# START OF Stored records

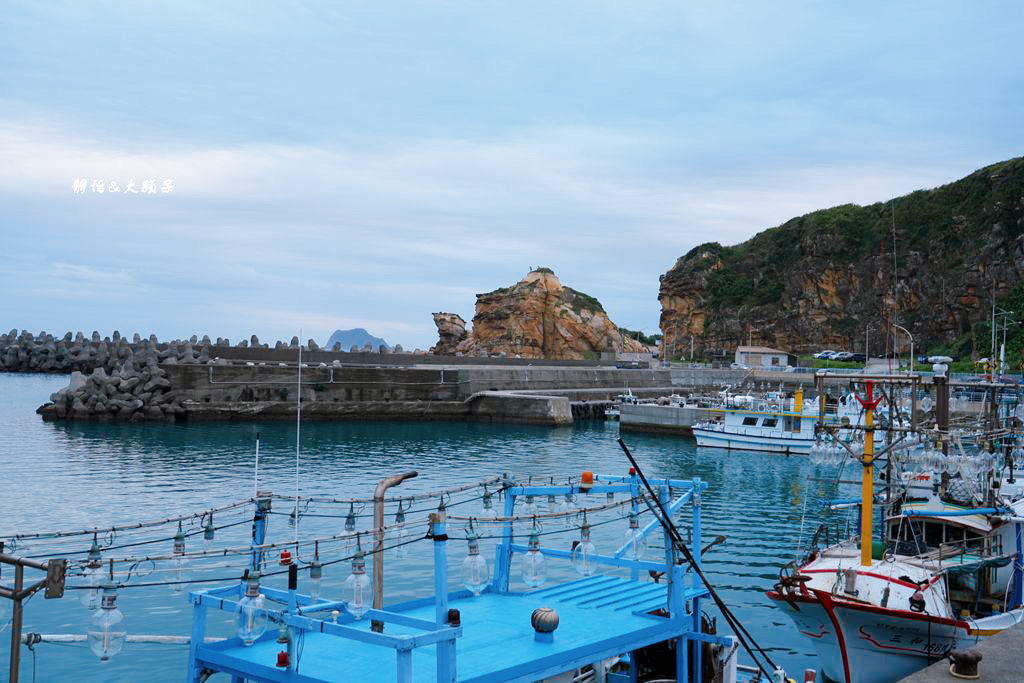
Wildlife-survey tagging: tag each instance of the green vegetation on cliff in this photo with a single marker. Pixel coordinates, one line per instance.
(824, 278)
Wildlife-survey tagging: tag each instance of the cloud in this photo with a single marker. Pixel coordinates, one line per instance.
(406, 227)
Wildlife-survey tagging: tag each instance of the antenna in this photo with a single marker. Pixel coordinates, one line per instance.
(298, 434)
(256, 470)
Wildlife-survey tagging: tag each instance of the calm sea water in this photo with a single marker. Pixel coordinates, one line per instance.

# END OF Stored records

--- Work required ---
Can you write out every line of the material above again, shifting each pixel coordinate in the answers by adding 111 to both of its numbers? Leave the pictures out.

--- Solution to this task ---
Wildlife-survey tagging: tag each instance of the green vegetation on cliff in this photo with a single marker. Pixel coordinates, one line per instance.
(935, 389)
Wildlife-survey tagging: tag each instance of the cloud in this photo with a single marker. Pixel coordinates, one line per instance.
(517, 338)
Wildlife-survey tagging: tag each instance of the antenna in this photo with a single marker. Pixel coordinates, one line per instance.
(409, 545)
(367, 581)
Wildlife-survey tagging: tag each instance of the calm sea water in this photo with a single marker. Pixel coordinates, one line per instance.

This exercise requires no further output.